This set of regulations is part of the Government’s secondary legislation programme implementing the Economic Crime and Corporate Transparency Act 2023, which I will refer to hereafter as the 2023 Act. The 2023 Act is a crucial tool in supporting the Government’s aim to combat economic crime, improve corporate transparency and increase trust in the UK’s business environment. It delivers the most significant reforms to Companies House in more than 180 years. It was brought in by the previous Government, but we are pleased to carry on implementing its provisions. Companies House has already made significant progress in implementing the reforms since the 2023 Act became law, including by removing false and misleading data. For example, from 4 March 2024 to 31 July 2025, Companies House removed 113,300 registered office addresses, 88,000 officer addresses and 71,000 PSC—persons with significant control—addresses.
April this year saw Companies House launch its identity verification service. Hundreds of thousands of individuals have already successfully verified their identities. Reaching that major milestone has ensured that both customers and Companies House are ready for the introduction of mandatory identity verification in November. Identity verification is the centrepiece of the Companies House reforms. The statutory instruments before the Committee today will support the delivery of identity verification, and include other technical reforms that relate to the PSC framework.

**Given exercise:**
Proceed with the statement on the Companies House reforms, picking up after its last sentence.

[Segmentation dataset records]
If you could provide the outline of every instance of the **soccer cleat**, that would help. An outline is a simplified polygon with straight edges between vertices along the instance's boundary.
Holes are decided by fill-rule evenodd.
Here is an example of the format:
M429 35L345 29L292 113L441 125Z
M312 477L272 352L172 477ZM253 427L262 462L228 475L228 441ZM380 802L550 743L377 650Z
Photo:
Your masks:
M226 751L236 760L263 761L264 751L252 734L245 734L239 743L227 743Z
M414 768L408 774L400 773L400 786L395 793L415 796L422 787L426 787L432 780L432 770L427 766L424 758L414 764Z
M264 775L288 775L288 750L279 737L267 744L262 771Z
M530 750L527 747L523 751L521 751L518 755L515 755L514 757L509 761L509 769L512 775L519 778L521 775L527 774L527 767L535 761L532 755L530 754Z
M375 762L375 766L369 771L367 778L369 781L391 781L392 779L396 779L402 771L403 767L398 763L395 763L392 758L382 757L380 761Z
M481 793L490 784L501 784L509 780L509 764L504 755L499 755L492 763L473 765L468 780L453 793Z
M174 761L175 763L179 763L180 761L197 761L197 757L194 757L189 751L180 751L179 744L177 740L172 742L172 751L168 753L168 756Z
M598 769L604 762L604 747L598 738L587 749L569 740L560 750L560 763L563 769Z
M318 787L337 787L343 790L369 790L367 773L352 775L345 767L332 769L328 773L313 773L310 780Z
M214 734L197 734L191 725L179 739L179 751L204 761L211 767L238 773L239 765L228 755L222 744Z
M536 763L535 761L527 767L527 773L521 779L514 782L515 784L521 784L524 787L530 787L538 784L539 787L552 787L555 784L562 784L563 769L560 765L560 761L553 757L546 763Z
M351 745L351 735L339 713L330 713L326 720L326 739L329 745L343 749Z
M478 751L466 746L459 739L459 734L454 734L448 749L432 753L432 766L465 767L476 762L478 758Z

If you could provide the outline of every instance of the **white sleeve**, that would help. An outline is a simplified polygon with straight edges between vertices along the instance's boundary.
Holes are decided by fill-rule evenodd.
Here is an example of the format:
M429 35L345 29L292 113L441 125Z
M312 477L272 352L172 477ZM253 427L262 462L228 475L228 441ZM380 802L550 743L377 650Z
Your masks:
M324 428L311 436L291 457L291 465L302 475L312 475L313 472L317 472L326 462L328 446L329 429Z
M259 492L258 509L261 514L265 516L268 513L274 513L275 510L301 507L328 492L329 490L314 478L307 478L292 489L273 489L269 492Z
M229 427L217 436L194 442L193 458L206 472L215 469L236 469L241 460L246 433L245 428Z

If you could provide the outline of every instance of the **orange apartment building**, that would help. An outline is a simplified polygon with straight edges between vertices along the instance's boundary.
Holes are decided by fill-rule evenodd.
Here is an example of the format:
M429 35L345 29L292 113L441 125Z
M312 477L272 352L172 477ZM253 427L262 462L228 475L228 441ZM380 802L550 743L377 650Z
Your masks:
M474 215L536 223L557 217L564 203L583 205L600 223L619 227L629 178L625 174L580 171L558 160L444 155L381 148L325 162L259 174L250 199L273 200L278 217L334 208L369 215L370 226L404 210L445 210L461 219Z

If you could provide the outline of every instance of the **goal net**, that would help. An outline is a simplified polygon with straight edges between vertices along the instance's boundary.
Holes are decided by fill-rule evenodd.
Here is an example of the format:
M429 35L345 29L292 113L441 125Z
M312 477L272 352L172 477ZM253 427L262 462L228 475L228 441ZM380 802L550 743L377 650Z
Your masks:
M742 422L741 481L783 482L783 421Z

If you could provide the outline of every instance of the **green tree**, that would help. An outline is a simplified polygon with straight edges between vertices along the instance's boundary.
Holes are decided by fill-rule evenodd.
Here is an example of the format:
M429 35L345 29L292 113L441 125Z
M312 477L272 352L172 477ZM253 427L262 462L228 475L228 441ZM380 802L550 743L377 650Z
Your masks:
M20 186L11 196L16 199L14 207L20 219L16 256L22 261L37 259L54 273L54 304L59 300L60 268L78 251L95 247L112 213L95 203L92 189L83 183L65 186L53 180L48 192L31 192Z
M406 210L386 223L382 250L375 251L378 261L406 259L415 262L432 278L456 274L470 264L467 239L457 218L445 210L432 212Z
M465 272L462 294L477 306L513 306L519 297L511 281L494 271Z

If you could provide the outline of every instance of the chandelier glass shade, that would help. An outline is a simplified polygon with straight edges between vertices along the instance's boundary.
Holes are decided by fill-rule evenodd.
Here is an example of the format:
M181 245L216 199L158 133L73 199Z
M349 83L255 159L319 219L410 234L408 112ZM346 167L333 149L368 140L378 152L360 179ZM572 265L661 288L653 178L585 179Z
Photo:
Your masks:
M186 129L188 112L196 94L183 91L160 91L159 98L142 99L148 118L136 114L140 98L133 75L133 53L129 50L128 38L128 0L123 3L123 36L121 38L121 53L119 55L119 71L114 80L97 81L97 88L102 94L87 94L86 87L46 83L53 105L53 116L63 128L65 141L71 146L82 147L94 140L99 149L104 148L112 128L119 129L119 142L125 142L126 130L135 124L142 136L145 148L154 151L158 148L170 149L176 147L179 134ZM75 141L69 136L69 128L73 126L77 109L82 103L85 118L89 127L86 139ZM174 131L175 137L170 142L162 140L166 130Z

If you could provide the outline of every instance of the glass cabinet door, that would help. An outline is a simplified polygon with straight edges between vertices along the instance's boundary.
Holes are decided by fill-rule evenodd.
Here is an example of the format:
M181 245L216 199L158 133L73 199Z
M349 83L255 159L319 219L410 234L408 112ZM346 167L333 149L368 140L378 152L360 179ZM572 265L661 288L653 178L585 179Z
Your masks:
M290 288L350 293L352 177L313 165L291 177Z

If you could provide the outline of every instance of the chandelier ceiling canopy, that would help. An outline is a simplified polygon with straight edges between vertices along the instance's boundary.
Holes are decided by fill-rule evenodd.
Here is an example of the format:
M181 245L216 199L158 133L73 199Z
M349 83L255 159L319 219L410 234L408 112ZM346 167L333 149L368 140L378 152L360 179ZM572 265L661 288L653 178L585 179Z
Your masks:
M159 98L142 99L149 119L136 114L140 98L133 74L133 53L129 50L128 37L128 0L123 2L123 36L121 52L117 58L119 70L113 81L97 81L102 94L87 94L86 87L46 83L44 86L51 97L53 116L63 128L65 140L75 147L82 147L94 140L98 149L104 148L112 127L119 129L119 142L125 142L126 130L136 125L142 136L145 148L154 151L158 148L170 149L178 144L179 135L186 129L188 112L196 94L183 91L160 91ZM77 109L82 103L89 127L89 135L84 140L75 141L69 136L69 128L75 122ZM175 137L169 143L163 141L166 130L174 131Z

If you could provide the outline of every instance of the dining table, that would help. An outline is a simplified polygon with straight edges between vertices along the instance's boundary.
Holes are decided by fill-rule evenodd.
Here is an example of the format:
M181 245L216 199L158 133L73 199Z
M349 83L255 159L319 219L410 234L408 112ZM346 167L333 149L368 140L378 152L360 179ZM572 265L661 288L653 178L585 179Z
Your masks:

**Task response:**
First, the draft Limited Liability Partnerships (Application and Modification of Company Law) Regulations 2025 apply several of the reforms to companies contained in the 2023 Act to limited liability partnerships, or LLPs. In particular, the instrument introduces identity verification for LLP members and PSCs, and prohibits disqualified directors from acting as an LLP member. It removes the requirement for LLPs to keep their own local registers of members and PSCs. Going forward, LLPs will report their member and PSC information directly to Companies House. Extending company reforms to LLPs ensures that the law applies equally across different corporate entities. Not only will that minimise opportunities for LLPs to be misused by criminals; it will ensure that both LLPs and their customers benefit from a more transparent and reliable business environment.
The draft Economic Crime and Corporate Transparency Act 2023 (Consequential, Incidental and Miscellaneous Provisions) Regulations 2025 are largely technical, and will ensure the smooth implementation of key elements of the 2023 Act. The instrument makes necessary consequential amendments to primary and secondary legislation following the removal of the requirement for companies and other entities to retain their own local registers of directors, secretaries and PSCs. Instead of those local registers, there will be only one central register at Companies House. Searchers will therefore be able to rely on a centralised Companies House register as the definitive version.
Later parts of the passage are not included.